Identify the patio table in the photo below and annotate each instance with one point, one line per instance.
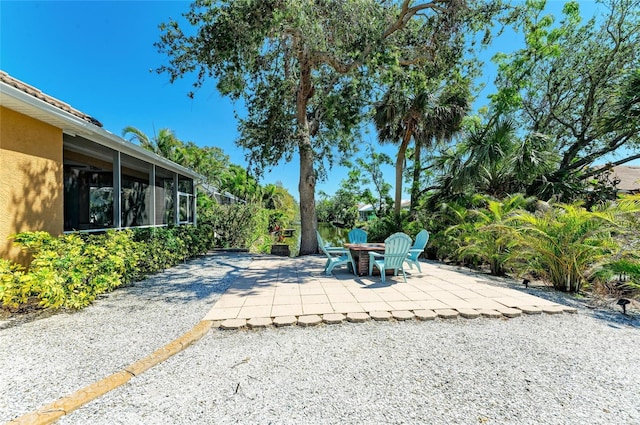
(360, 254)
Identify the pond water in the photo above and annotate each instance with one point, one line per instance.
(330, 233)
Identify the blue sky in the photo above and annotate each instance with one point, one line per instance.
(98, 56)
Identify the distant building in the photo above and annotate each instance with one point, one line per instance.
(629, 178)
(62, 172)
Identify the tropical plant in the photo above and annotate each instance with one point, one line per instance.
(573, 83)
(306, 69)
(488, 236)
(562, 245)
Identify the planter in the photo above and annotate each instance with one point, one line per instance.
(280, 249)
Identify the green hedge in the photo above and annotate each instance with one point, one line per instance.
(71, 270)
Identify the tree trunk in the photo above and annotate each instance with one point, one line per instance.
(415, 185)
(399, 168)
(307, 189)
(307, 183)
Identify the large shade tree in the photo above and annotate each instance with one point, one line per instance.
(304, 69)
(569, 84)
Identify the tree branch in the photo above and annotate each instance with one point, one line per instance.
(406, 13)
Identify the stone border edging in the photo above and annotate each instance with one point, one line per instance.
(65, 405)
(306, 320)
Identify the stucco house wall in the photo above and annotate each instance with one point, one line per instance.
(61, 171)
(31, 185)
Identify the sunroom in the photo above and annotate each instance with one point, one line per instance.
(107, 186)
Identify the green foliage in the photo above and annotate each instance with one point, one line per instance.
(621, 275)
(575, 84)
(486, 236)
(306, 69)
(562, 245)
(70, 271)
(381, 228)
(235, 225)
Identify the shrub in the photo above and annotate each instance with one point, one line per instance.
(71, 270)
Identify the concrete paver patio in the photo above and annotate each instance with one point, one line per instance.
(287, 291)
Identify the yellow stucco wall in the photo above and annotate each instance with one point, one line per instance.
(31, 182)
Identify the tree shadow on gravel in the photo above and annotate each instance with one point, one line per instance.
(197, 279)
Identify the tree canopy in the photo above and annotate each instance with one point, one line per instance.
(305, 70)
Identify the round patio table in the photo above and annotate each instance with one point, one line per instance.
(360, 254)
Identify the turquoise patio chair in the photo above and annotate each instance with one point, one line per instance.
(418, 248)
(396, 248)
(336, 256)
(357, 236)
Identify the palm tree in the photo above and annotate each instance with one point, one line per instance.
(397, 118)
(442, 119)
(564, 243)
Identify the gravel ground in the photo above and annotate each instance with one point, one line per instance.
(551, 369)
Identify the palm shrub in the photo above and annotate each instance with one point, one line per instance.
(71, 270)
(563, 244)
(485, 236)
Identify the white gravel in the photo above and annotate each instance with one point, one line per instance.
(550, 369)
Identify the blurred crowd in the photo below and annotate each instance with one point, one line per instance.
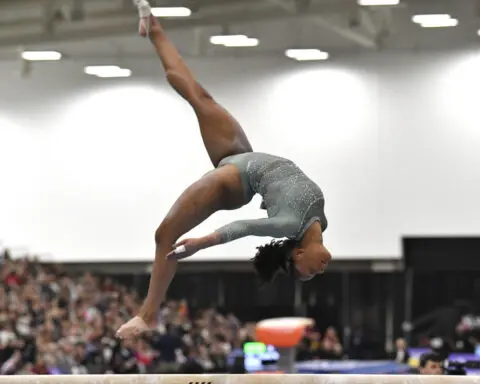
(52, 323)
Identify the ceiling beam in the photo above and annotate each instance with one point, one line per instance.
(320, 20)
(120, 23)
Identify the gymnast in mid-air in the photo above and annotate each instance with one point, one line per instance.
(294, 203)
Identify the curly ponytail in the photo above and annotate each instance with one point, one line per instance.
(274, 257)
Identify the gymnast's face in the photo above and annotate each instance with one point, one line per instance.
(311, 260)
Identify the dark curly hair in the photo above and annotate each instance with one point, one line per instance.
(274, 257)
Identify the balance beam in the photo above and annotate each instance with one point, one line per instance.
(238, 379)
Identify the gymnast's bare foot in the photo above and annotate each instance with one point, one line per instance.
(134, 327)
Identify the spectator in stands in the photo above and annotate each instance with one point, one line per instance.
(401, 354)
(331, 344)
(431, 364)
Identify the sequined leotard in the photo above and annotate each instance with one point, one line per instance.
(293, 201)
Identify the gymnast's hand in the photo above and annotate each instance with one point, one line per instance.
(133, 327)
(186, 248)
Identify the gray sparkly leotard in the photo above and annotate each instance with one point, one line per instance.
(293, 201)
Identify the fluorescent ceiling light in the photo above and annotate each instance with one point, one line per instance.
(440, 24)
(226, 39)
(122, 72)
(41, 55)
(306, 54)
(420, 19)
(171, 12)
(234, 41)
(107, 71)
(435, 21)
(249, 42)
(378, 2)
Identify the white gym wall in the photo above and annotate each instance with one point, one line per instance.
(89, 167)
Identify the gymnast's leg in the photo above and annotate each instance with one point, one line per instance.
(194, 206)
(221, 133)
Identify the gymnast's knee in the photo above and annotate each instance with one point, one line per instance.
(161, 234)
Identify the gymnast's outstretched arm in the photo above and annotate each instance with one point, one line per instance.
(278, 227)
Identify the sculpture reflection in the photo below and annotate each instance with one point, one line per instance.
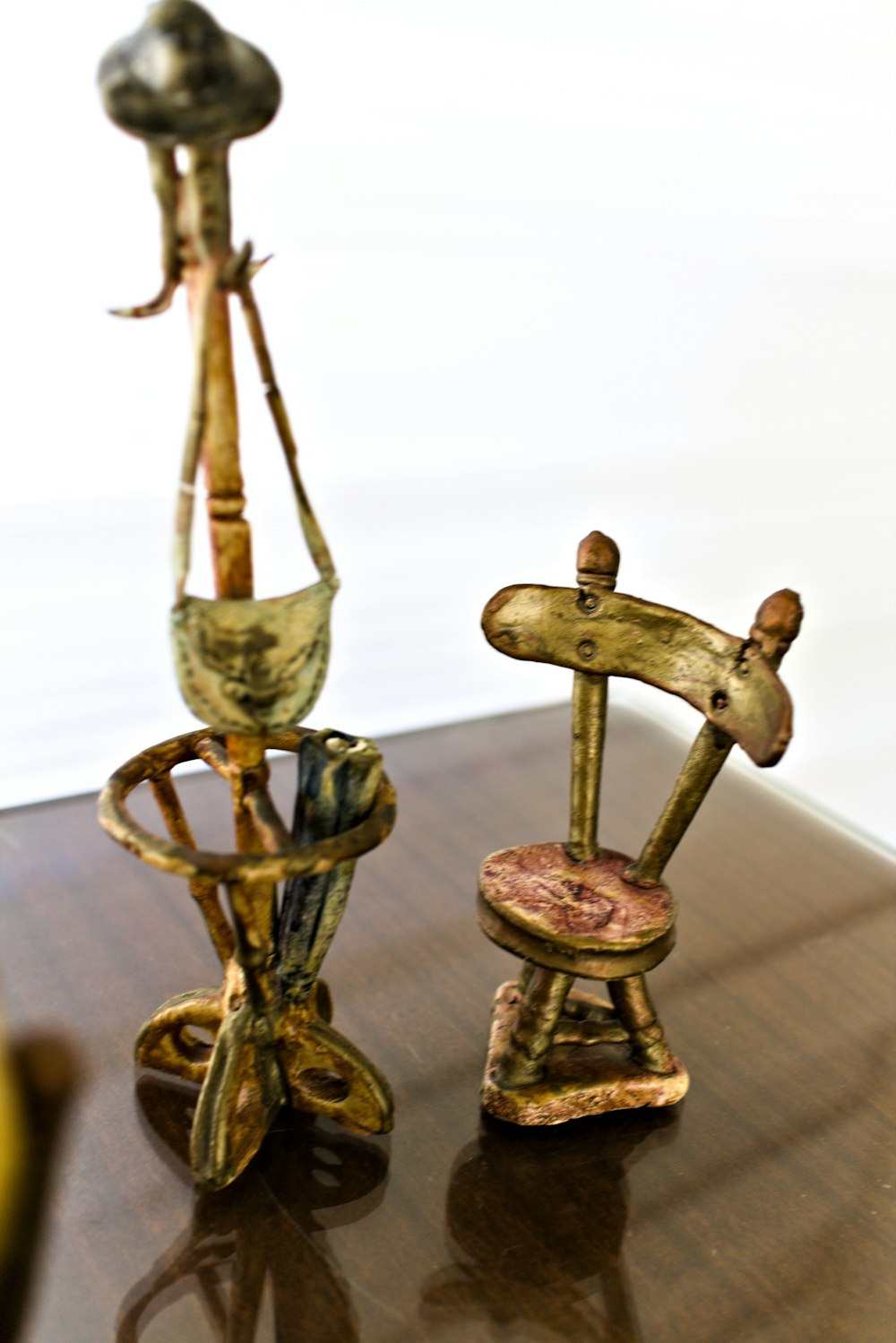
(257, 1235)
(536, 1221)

○ ○ ○ ○ ○ ○ ○

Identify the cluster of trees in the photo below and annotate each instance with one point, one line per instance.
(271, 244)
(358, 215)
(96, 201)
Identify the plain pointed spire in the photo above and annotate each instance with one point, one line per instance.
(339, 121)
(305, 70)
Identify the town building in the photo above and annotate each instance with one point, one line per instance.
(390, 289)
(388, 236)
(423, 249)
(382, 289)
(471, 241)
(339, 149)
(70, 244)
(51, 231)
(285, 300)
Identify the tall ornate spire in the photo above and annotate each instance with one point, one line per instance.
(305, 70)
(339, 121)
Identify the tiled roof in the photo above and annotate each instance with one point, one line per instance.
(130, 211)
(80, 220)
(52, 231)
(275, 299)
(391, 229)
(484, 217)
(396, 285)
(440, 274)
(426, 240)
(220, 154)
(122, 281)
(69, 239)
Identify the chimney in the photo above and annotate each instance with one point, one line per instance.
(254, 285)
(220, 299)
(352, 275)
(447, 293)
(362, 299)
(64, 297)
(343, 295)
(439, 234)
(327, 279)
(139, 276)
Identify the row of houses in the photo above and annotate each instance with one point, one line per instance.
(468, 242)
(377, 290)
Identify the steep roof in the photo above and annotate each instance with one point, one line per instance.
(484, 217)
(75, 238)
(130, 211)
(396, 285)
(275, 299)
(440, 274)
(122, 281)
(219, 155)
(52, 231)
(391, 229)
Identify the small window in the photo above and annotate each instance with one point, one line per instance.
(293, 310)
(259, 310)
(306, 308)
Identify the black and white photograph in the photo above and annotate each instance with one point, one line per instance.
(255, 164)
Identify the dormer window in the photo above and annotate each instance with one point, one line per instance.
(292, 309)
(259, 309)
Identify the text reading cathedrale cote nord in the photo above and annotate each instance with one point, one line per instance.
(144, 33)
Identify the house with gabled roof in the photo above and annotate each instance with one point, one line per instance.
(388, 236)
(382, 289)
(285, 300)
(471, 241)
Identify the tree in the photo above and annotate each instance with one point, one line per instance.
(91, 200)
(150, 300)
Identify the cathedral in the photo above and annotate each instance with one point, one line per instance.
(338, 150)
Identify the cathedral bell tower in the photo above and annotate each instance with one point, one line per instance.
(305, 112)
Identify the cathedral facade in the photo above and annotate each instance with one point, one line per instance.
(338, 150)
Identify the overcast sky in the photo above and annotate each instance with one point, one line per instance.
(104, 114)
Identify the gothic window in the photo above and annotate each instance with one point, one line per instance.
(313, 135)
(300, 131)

○ ○ ○ ○ ○ ○ ○

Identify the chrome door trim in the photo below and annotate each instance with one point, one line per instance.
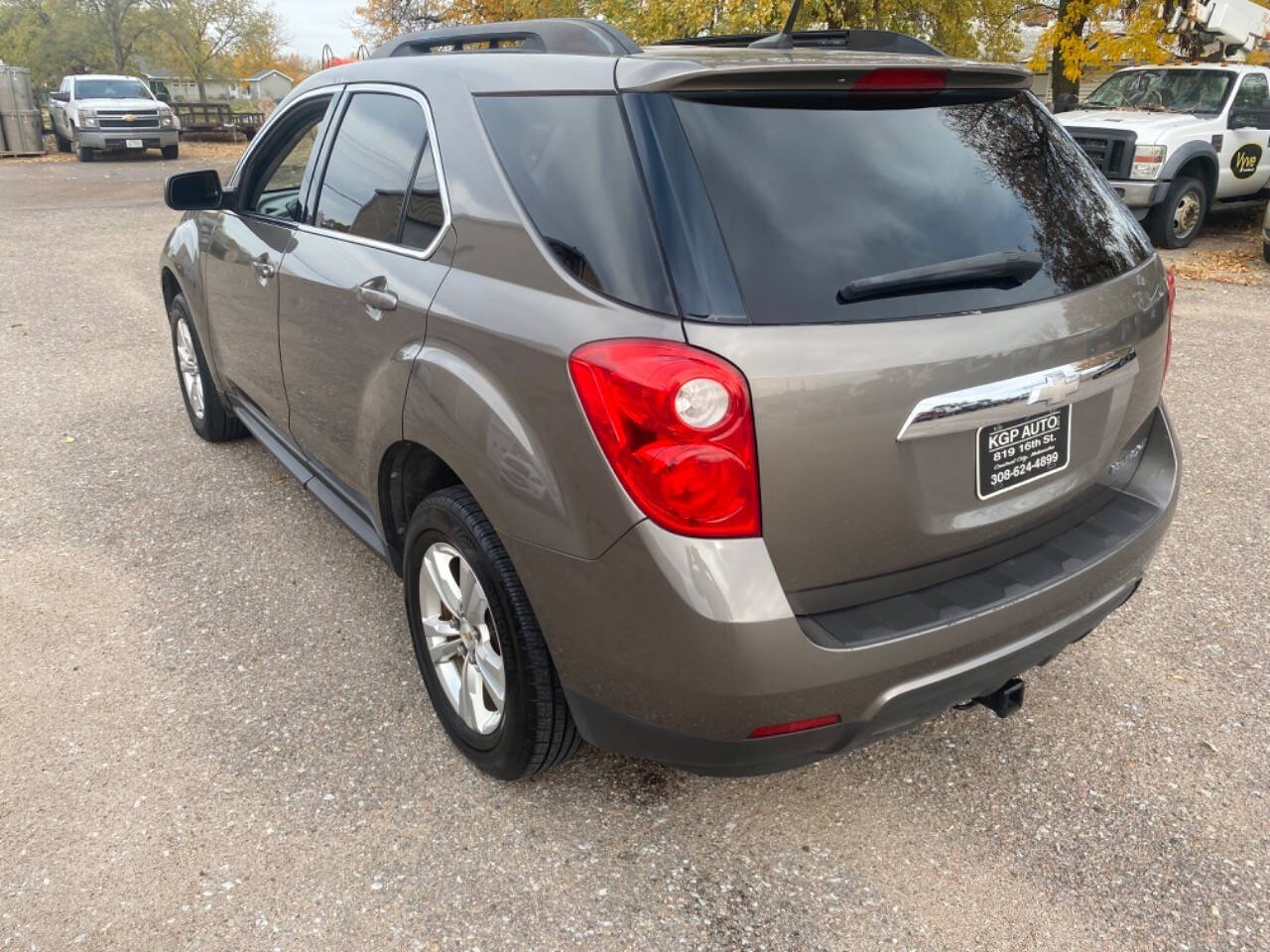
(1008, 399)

○ ○ ○ ○ ○ ○ ○

- _What you will do_:
Gather every line of the records that contains the word "beam" and copy each one unchanged.

- _Response to this task_:
Identify the ceiling beam in the photo above and annotate each instance with one point, one line per instance.
Identify the balance beam in the photo above and annotate each instance with one point, one line per instance.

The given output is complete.